● SHORT EXERCISE:
Render each line of the records below as a JSON array of strings, with one string per line and any blank lines omitted.

Bounding-box records

**********

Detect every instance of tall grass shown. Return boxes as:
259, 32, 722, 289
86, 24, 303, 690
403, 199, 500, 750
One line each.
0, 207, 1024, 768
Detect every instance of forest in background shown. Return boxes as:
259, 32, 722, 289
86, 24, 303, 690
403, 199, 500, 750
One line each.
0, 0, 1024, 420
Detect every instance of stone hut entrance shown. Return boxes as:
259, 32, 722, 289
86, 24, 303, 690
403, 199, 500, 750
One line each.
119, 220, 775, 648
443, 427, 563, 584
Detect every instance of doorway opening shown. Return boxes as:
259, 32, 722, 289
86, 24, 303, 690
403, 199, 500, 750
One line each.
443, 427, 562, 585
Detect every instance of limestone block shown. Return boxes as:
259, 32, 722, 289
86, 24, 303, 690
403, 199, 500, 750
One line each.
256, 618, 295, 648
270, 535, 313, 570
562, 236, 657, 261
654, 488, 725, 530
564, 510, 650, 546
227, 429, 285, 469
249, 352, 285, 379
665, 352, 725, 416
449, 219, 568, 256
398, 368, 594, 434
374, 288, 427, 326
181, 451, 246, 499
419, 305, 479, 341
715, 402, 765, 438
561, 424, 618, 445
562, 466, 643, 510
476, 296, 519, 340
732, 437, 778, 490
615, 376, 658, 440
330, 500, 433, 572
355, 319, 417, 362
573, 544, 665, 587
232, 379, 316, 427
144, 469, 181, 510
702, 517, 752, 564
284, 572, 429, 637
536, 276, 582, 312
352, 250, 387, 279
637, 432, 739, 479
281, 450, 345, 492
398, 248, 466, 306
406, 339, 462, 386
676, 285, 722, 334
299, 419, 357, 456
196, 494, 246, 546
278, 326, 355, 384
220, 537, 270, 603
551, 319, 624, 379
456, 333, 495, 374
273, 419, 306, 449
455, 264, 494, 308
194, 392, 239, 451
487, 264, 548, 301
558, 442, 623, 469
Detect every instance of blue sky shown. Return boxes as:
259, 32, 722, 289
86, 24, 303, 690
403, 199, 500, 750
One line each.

**********

● FINISHED EXERCISE:
[
  "Detect every instance of tall grass shown. Return boxes as:",
  "259, 32, 722, 289",
  "86, 24, 303, 690",
  "403, 199, 500, 750",
  "One line each.",
  "0, 207, 1024, 768",
  "Detect every instance of forest in background shown. Return boxes as:",
  "259, 32, 722, 289",
  "86, 24, 303, 690",
  "403, 199, 500, 750",
  "One line each.",
  "0, 0, 1024, 420",
  "Detect every instance of stone hut entrance shown. Return boxes as:",
  "259, 32, 722, 289",
  "86, 24, 303, 690",
  "403, 199, 500, 750",
  "One line each.",
  "119, 220, 775, 648",
  "443, 427, 563, 584",
  "Detect every instance of doorway opening shown. Return boxes as:",
  "259, 32, 722, 289",
  "86, 24, 303, 690",
  "403, 199, 500, 750",
  "One line each.",
  "443, 427, 562, 585",
  "Detect every instance of limestone block shown. Return boxes as:",
  "259, 32, 722, 289",
  "86, 24, 303, 690",
  "403, 199, 500, 750",
  "One line each.",
  "256, 618, 295, 648",
  "270, 535, 313, 570",
  "562, 236, 657, 261",
  "654, 488, 725, 530",
  "564, 510, 650, 546",
  "227, 429, 285, 469",
  "249, 352, 285, 379",
  "665, 352, 725, 416",
  "449, 219, 568, 256",
  "398, 368, 594, 434",
  "374, 288, 427, 326",
  "181, 451, 246, 499",
  "419, 305, 479, 341",
  "715, 402, 765, 438",
  "561, 424, 618, 445",
  "562, 466, 643, 510",
  "476, 296, 519, 340",
  "732, 437, 778, 490",
  "615, 376, 658, 440",
  "330, 500, 433, 572",
  "355, 319, 417, 362",
  "573, 544, 665, 587",
  "232, 379, 316, 427",
  "144, 469, 181, 510",
  "702, 517, 752, 564",
  "284, 572, 429, 637",
  "536, 276, 582, 312",
  "352, 250, 387, 279",
  "637, 432, 739, 479",
  "281, 450, 345, 492",
  "398, 248, 466, 306",
  "406, 339, 462, 386",
  "676, 285, 722, 334",
  "299, 419, 357, 456",
  "196, 494, 246, 546",
  "278, 326, 355, 384",
  "220, 537, 270, 603",
  "551, 319, 624, 379",
  "456, 333, 495, 374",
  "273, 419, 306, 449",
  "455, 264, 494, 308",
  "194, 392, 239, 451",
  "487, 264, 548, 301",
  "558, 442, 623, 469",
  "Detect every instance of blue sky shown. Return boxes as:",
  "259, 32, 722, 289",
  "86, 24, 303, 690",
  "403, 199, 500, 750",
  "One line each."
]